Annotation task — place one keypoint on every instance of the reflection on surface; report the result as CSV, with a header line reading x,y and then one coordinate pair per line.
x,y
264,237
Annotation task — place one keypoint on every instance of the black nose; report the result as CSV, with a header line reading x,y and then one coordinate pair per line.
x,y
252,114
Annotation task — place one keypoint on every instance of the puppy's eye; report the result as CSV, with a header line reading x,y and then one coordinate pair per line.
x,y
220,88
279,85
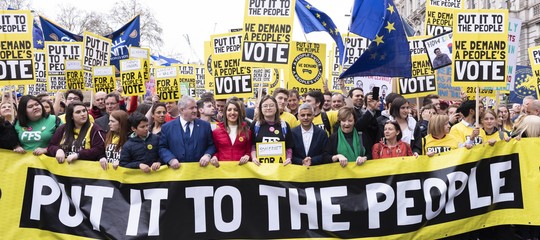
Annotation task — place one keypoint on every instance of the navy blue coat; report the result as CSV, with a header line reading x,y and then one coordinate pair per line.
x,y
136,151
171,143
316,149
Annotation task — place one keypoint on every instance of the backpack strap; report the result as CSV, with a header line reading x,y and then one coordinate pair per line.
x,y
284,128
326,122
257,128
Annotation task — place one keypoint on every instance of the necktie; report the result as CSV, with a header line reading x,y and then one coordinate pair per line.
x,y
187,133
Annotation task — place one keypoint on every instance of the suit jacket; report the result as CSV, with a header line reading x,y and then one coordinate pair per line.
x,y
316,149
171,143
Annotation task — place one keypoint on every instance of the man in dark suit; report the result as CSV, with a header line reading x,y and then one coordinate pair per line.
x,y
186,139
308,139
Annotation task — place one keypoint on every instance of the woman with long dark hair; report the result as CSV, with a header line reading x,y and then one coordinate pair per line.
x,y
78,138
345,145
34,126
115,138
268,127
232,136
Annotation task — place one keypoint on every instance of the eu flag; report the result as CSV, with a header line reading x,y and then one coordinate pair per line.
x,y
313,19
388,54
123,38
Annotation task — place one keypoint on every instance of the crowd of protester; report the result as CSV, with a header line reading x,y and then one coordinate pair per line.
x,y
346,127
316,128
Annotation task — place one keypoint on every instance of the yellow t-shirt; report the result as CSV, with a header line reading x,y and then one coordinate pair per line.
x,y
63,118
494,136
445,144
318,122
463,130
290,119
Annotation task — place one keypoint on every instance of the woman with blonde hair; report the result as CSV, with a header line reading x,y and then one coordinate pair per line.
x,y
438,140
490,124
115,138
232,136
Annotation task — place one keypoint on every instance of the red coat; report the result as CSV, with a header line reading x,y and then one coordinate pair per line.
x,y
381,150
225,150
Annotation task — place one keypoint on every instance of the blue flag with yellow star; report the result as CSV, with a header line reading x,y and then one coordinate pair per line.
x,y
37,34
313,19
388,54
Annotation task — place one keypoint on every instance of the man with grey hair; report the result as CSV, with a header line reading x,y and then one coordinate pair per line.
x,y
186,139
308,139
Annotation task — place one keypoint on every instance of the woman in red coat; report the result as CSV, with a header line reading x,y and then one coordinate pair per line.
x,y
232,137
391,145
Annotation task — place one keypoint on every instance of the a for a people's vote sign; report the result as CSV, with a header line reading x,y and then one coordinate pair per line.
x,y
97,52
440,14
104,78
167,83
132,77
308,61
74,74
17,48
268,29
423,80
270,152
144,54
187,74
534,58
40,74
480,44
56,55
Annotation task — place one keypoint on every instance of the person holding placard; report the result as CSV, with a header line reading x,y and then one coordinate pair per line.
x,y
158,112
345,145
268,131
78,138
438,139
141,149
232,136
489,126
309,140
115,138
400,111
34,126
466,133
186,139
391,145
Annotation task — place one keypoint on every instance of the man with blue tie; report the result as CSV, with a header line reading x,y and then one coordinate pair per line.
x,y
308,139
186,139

========

WHAT IS REQUIRED => Without the pictures, copy the material exactly as given.

FINAL ANSWER =>
Annotation task — place one keypoint on every instance of the reflection on surface; report the result as CSV, with a header line reading x,y and then one coordinate pair per line.
x,y
264,237
Annotation task — place one keypoint on every instance of the black nose; report the result as CSV, with a header line reading x,y and then one coordinate pair per line.
x,y
252,114
Annotation task — place one keypoint on every instance of the puppy's eye; report the result as CSV, with a header line reading x,y and then one coordinate pair per line.
x,y
220,88
279,85
Annotation task — place one keypoint on every instance of the navy blue coat; report the result as CSV, with a header line reading x,y and then one coordinate pair per line.
x,y
136,151
171,143
316,149
Annotation task — place one keypoint on every instance of the backpack strap; report the result as CSV, with a header line reading x,y and then one coordinate pair per line.
x,y
284,128
326,122
257,128
Annotation task — place one keypoint on every instance of the necktie; report the result as CSV, with a header line reading x,y and then one coordinate pair per line.
x,y
187,133
Annotation task — place one keypoint on every instance of the suit jacket; report the result as CSV, with a header line reading x,y and then one coordinate pair per line.
x,y
316,149
171,143
Annotation task — place one keypoint on every instance of the man in dark suit; report the result as CSV, with a header line reading x,y and then one coordinate pair per line.
x,y
186,139
308,139
Annotation task — place one keypoint on every instance of the woman with long dark hair; report the result as CSV, with a header line reading x,y and then one coordinate pair per line.
x,y
78,138
345,145
34,126
115,138
268,127
232,136
Annotation task — place one keypoint on every instance of the eu flag; report the result as CSV, with a header line reading x,y and then one coordinate pair per line.
x,y
313,19
388,54
123,38
Annotation task — place one keypoint on every instance of the crowd of protester; report the result as CSV, with a header line reading x,y and then one coordinate pair per line.
x,y
346,127
316,128
Annotation task — place one keypoint on every instance of the yellow t-shirt; report the result as CSV, with a header line reading x,y and then one coordinate pair per line.
x,y
63,118
494,136
445,144
318,122
463,130
290,119
Annotation task — place one keypoint on every instance of the woman with blonde hair; report the result as CSV, with a header line reading x,y and then one coordinate pair per line.
x,y
438,140
490,124
115,138
232,136
Annotation task — place one keypoint on every instance of the red coat; report the result as CSV, with a header line reading x,y and then one coordinate pair per line.
x,y
381,150
225,150
Annotation task — place one keypoint on every instance of the blue flag with yellow star; report the result as CSV, with a header line reading x,y and then one coordinate pair per line.
x,y
37,34
313,19
388,54
Annotation task — place one keypoint on every instance of the man with grey hair; report the result as CSV, with a header line reading x,y and then one coordinate pair per line.
x,y
186,139
308,139
Annotation task — place one keypoint on every instance of the woman in red coat; report the result as CSV, with a header line reading x,y and then one coordinate pair per line.
x,y
232,137
391,145
Annotation task — place one keypoint on every instance of the a for a people's vote sign; report the result as CSV, with a header line reading x,y and then one coordinate pair per line.
x,y
97,52
440,14
104,78
167,83
132,77
308,61
74,74
17,48
268,29
423,80
270,152
144,54
187,74
534,58
40,74
480,44
56,55
Annotation task — place one keypoint on every instance of the person holding placard; report the result as CSV, with a header line reading x,y and then one coordinate pair per line.
x,y
158,112
345,145
268,131
78,138
438,139
141,149
232,136
489,126
309,140
115,138
400,111
34,126
466,133
186,139
391,145
Annotation task — place one keypoint on every instance of the man with blue tie; report the result as CSV, with a header line reading x,y and then one coordinate pair per line.
x,y
308,139
186,139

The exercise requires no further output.